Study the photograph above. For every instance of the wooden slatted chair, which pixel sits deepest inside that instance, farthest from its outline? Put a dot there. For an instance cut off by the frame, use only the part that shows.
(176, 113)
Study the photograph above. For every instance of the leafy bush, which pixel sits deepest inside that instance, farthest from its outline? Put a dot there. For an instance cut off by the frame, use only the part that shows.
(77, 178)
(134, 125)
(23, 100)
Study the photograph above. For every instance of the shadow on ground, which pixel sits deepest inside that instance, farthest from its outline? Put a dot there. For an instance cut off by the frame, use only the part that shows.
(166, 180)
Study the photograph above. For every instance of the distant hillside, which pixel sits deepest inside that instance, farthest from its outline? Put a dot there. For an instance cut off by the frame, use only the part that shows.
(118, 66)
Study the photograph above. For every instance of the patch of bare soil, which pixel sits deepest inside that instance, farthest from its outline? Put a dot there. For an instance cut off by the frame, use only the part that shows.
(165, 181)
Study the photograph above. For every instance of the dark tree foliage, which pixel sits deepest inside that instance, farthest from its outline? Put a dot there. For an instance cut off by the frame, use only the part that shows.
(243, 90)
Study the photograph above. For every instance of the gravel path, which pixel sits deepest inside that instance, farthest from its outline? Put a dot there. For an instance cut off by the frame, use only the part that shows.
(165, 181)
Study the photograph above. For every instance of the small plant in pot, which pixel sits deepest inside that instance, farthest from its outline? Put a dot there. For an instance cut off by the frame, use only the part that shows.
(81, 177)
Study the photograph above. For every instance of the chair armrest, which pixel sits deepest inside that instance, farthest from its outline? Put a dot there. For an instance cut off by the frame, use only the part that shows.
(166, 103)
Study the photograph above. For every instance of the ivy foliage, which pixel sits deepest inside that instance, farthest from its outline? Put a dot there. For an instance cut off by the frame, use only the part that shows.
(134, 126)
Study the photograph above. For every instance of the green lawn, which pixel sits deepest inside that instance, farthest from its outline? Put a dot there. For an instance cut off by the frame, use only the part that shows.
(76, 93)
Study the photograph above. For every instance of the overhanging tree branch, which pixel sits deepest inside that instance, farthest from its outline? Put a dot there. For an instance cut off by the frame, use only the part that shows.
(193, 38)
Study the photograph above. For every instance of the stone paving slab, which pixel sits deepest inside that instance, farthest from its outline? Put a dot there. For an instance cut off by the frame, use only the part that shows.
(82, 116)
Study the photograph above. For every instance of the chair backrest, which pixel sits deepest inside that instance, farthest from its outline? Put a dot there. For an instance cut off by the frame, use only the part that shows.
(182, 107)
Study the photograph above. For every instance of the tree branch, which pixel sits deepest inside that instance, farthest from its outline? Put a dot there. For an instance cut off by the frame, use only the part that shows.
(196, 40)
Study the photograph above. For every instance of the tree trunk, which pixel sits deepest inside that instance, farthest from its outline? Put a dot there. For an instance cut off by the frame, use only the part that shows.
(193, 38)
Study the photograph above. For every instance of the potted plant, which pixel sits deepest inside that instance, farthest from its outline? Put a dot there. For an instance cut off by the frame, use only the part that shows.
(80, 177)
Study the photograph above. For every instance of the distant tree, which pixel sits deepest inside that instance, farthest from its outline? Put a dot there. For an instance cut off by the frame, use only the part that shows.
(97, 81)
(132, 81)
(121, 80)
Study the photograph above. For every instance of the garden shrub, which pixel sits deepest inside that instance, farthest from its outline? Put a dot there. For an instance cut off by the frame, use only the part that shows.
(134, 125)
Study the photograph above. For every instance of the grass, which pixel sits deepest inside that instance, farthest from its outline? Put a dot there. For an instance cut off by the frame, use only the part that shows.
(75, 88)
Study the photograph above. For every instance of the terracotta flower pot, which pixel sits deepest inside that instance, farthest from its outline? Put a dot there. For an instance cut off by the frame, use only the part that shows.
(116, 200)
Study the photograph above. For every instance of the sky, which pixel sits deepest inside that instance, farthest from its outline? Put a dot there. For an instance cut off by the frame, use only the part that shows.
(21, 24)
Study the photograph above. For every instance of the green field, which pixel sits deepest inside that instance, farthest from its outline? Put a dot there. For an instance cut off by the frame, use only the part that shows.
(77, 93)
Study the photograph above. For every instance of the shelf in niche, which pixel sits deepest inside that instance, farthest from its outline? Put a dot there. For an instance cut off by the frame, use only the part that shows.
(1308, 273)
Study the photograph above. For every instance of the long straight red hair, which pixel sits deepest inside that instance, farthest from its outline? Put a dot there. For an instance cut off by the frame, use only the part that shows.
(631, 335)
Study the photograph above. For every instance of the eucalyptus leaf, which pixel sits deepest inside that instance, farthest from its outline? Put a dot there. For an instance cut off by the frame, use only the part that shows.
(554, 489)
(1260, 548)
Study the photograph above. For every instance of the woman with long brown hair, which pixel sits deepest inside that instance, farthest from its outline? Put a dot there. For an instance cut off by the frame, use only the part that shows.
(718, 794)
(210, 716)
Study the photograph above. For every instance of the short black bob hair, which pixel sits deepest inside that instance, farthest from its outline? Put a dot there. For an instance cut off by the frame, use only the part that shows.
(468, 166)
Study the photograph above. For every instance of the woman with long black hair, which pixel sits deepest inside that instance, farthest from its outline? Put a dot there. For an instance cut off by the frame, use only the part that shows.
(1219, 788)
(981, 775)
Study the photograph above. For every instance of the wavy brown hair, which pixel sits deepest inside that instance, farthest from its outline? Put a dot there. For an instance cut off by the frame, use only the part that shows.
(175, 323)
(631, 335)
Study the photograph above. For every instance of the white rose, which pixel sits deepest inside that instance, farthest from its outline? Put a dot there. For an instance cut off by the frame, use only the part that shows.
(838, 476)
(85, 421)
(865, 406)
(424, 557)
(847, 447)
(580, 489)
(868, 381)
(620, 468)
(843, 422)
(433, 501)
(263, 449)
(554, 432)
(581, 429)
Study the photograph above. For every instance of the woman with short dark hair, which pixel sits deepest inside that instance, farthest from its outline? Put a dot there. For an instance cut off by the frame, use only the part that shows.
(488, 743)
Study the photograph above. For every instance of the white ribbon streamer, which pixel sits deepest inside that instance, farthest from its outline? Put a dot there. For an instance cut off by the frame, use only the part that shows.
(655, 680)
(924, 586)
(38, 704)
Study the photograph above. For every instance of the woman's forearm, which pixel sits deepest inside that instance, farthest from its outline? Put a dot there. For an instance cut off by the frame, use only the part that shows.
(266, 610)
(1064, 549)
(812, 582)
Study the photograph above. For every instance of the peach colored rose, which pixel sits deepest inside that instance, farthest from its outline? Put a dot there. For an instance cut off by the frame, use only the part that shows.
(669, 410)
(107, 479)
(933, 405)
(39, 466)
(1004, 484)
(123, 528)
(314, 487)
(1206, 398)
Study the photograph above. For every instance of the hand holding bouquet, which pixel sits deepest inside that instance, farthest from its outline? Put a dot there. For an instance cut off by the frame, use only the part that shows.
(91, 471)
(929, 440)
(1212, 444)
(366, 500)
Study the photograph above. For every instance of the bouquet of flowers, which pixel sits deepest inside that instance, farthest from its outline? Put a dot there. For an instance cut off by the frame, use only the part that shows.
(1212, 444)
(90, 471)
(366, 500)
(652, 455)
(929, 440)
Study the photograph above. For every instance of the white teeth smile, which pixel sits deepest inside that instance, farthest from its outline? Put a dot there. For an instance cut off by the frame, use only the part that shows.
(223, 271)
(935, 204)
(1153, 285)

··········

> [Objective]:
Copy each record from above without leaving any out.

> [Final result]:
Study the photograph above. For every instance of the wooden slatted chair, which pixel sits deepest inside that instance, farthest from its outline? Put a dot there. For an instance cut off by the frame, use only the part that shows.
(176, 113)
Study the photograph above. For every instance of the leafy bush, which pixel sits deepest inside that instance, farthest from its outline? Put a dot there. For an instance cut off by the frame, use only the part that shows.
(77, 178)
(134, 125)
(23, 100)
Study the photograph above. For every instance of the shadow on ground, which pixel sits deepest inside that instance, farthest from its outline? Put a dot there. For an instance cut off by the frame, use only the part that shows.
(166, 180)
Study the photograph above. For every instance of the distant hillside, which pixel sits deepest inside that instance, farthest from its outline? Put a dot there. For an instance cut off by the frame, use only the part that shows.
(118, 66)
Study the photograph above. For every instance of the patch of bare soil, which pixel sits deepest inside that instance, farthest from its outline? Put a dot there. For an instance cut off by the frame, use only the part that shows.
(165, 181)
Study the photograph above. For every instance of the dark tree foliage, which pixel sits deepest inside that instance, farthest from its outline? Put a dot there. For an instance cut off by the frame, use only the part that shows.
(243, 90)
Study the photograph above. For every instance of the gravel path, which pixel sits deepest inside that instance, farthest from its outline? Put a dot there. For an instance cut off by the frame, use only the part that shows.
(165, 181)
Study the photograph above. For every instance of the small plant in pot, which pixel sits deepest inside that instance, farthest from its outline? Put a dot there. For an instance cut off by the frame, use only the part that shows.
(81, 177)
Study the photograph above. For every instance of the chair armrest, which pixel sits deepest inside that instance, farthest from its outline? Put a dot there. For an instance cut off by the frame, use only the part that shows.
(166, 103)
Study the photograph above. For every instance of the ivy foliage, which pixel sits deepest inside that instance, farthest from its outline? Put a dot there. For an instance cut off by the frame, use only the part that shows.
(134, 126)
Study the photograph above. For every instance of the green lawn, which pixel sits deepest inside that instance, farthest from its outline? Put a dot there. For an instance cut off by the frame, use only the part that shows.
(76, 93)
Study the photograph above. For every instance of the overhanging tree branch, which pixel sits deepest inside that instance, farthest from its outline? Put a dot there. For an instance cut off by the frame, use only the part that shows.
(193, 38)
Study the photograph above. For every instance of the stone paving slab, which pixel sits deepest inside that instance, farthest from its outline? Put a dot there. For an instance cut off by the frame, use only the part that shows.
(82, 116)
Study the photograph above. For every instance of the chair backrest, which pixel sits deepest inside that instance, farthest from its outline? Put a dot there. For an instance cut off by the frame, use only the part that shows.
(182, 107)
Study the photograph above. For every instance of the tree branch, which pixel sits deepest inside that instance, farthest from its outline? Put a dot there. For an instance cut off by the frame, use only the part that shows.
(196, 40)
Study the photograph above. For every instance of the tree trunk, which pixel sits deepest inside that instance, farthest from its outline? Put a dot there. For an instance cut off by the frame, use only the part that shows.
(193, 38)
Study the photograph above. For every instance of the potted plant, which pixel sits deepest inside that instance, farthest from its outline? Put a dot there. For an instance cut off by the frame, use only the part that shows.
(80, 177)
Study the photograph above. For every instance of the distant tree, which pixel sits deepest inside that instance, farthest from its outline? Put a dot there. For an instance cut off by the frame, use only the part that shows.
(97, 81)
(132, 81)
(121, 80)
Study the photograph above. For every instance of the garden shrub, which pixel sits deepest inside that instance, farthest from its outline? Put a dot there. For an instance cut off by the frame, use only the part that shows.
(134, 125)
Study the photograph above. For every instance of the grass, which pixel sits deepest inside that instance, farthest from its outline? Put a dot there. For an instance cut off by the frame, use only the part that shows.
(75, 88)
Study the photograph above. For every instance of the terracotta flower pot, which pixel sits deepest inside that instance, farthest from its outline? Put a dot there. For an instance cut off by the frame, use only the part that shows.
(116, 200)
Study the photograph above. For every instance of the sky, which pixel sits deepest inside that instance, farthest from its outline? Put a dot there. For an instance cut off by the frame, use only the part that shows.
(21, 24)
Study the photograph above. For every instance of the green field, which pixel sits deepest inside that instance, farthest from its outline? Put a dot there. For an instance cut off by the frame, use only the part that shows.
(77, 93)
Study the photograph above. For every instance of the shelf in niche, which pixel sits deepest inside that instance, farthest from its outline? Put a dot there. For an instance cut off by the frame, use only the part that shows.
(1308, 273)
Study the photograph above. For every instance of the long straight red hair, which pixel sits deepest inside that instance, farthest from its outline? Put a dot there. For an instance cut off by the frame, use only the part that shows.
(631, 335)
Study the photograph above. For every instance of the eucalyptus leaf, which pixel sits deepest inside that instance, farthest from its outline? Put a dot there. For an instance cut off by the frame, use only the part that shows.
(554, 489)
(1260, 548)
Study the photograph above. For every instance of the woman with long brown hair, which pixel sits deepest inside that instance, farthest from its outline? Put a dot there. For an instance cut off by the frame, use only the part that shows.
(718, 794)
(210, 716)
Study the photograph above. For every instance of the short black bob hair, which pixel sits deepest inside that instance, farthest from its outline? Put a dot there. For an instance cut off by the frame, use only the part that shows.
(468, 166)
Study the photograph above. For every instance of the woman with long black hair, which pixel sits deepest inside that instance, farthest from its outline? Put a dot there. For an instance cut off by the frame, use only the part that shows.
(1219, 788)
(981, 775)
Study the photograph above. For every instance of the wavy brown hair, which pixel sits deepest inside that instance, farthest from its outline? Put a dot there. For an instance cut off by the frame, use only the part that shows.
(175, 323)
(631, 335)
Study the photograph above. For every instance of the white rose, which pixel sits deepest inside that instance, farthest from its outline? Put a dot there. For an instance cut off by the frame, use only the part that shows.
(838, 476)
(85, 421)
(865, 406)
(424, 557)
(847, 447)
(580, 489)
(868, 381)
(620, 468)
(843, 422)
(433, 501)
(263, 449)
(554, 432)
(581, 429)
Study the photograph above. For every instance of the woman with short dark hair, which pixel sits deepest inside that instance, farthest from its outline? Put a dot there. For an instance cut off by the frame, use only the part that shows.
(488, 743)
Study the photograph above. For every instance of the white ribbon streamer, which pixel sits deepest inside that instance, farthest from its outline? Put a dot there. For an instance cut off by the frame, use only the part that shows.
(655, 680)
(924, 586)
(38, 704)
Study the photograph above. For every instance of the woman's forearm, which pixel sits deepest inside that instance, farthest from its outline? Put a dot there. For an instance cut off by the frame, use only the part that shows.
(266, 610)
(1064, 549)
(812, 582)
Study the photograph above. For every instance of the peach colored rose, which pixel sits deepest inside that instance, farthest from its outline? Put a dot there. For an instance cut off by the frame, use only the part that shows.
(669, 410)
(107, 479)
(933, 405)
(39, 466)
(1004, 484)
(123, 528)
(314, 487)
(1206, 398)
Study the photograph above. For every instance of the hand holding bouquet, which pixel sits deepest inside that instance, farthest from its outline? Put a dot there. For an instance cut off by the frame, use only the part that shows.
(91, 471)
(929, 440)
(1212, 444)
(366, 500)
Study the photograph above. For every instance of the bouquet of flowers, which pixel sits deepest inside that instance, farthest from its outline? Put a dot there. For an instance cut off by the frame, use only the part that shows.
(1212, 444)
(90, 471)
(366, 500)
(652, 455)
(929, 440)
Study the photograph above. For every instance of the white teeth smile, which pixel sits deepest inside that instance, farthest from its outline? Put a dot there. For an instance cut off by the frame, use only the part that shows.
(223, 271)
(935, 204)
(1153, 285)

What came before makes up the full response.